== Set of tasks ==
A – Answer these questions about the Kosovo news report, each on its own line:
(i) After how many months of talks did the mediators confirm a deadlock?
(ii) In which city did Rice say "I think that process is at an end"?
(iii) How many Nato peacekeepers did Nato countries agree could stay in Kosovo?
B – Pick up the Kosovo news report after its final sentence and continue it in the same style.

== Selection ==
-- -- --

Last Modified: 08 Dec 2007 07:28 GMT
Rice says the time for talking is over but Russia, which opposes Kosovo's independence, disagrees [AFP]

International mediators have confirmed a deadlock in negotiations between Kosovo's ethnic Albanian leaders and Serbia after four months of talks.
 
The EU, US and Russian mediators report to Ban Ki-moon, the UN secretary-general, made further recommendations making it almost certain that Kosovo will declare independence early next year.
Russia called for more talks between the parties but Condoleezza Rice, the US secretary of state, said the time for negotiations was over.
 
"I think that process is at an end," she said on Friday in Brussels, where she attended meetings with other Nato foreign ministers.
"We have to move on to the next step," Rice said.
 
"It is not going to produce stability in the Balkans to ignore the reality of the situation."
 
Peacekeepers to stay
 
The mediators' report blamed both sides for failing to reach agreement:
 
In video

Concern grows over the future of Kosovo

"Both parties must be reminded that their failure to live up to these commitments will affect the achievement of the European future that they both seek," it said.
 
Sergei Lavrov, the Russian foreign minister, said that any solution on Kosovo that is not within a UN framework would take Europe on a "slippery downward slope" to instability.
 
Earlier on Friday, Nato countries agreed that their 16,000 peacekeepers could stay in Kosovo on the basis of their existing UN mandate, even after independence.
 
And in a reminder of continuing security threats there, Kosovo's Serbs scuffled with Nato forces during a visit by their commander to the Serb-populated village of Gorazdevac.

-- -- --

== Given information ==
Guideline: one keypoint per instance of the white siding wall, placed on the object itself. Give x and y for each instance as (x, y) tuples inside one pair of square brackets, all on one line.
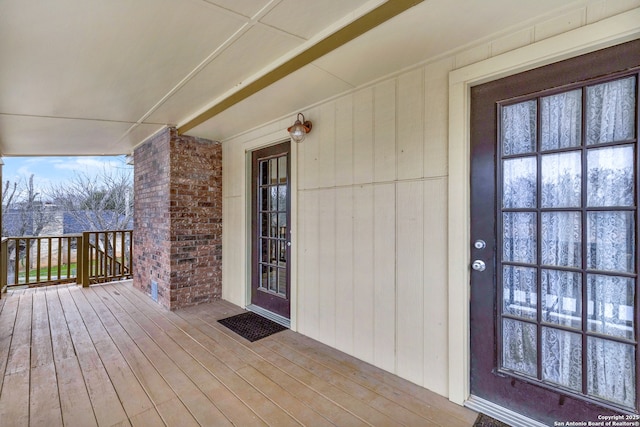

-- -- --

== Answers below ==
A –
(i) Four months
(ii) Brussels
(iii) 16,000

B –
 
International supervision
 
Officially still a province of Serbia, Kosovo has been administered by the UN since a 1999 Nato bombing campaign to halt killings and forced population moves by Serb forces of the 90 per cent ethnic Albanian majority in the province.
 
Martti Ahtisaari, the UN special envoy to Kosovo presented a plan in early 2007 calling for its independence under international supervision.
 
The four months of talks were held at Russian insistence after Moscow, a Serbian ally, blocked a Security Council resolution based on the plan.
 
Washington and most EU states are likely to recognise a declaration of independence by Kosovo but are confident its leaders will wait until around late January to enable Nato and the EU to prepare for it.
 
But Vuk Jeremic, the Serbian foreign minister, said on Thursday that if independence was declared, "short of using military force, Serbia is going to do everything that is in our diplomatic power, legal power, economic power, political power" to make sure the decision was reversed.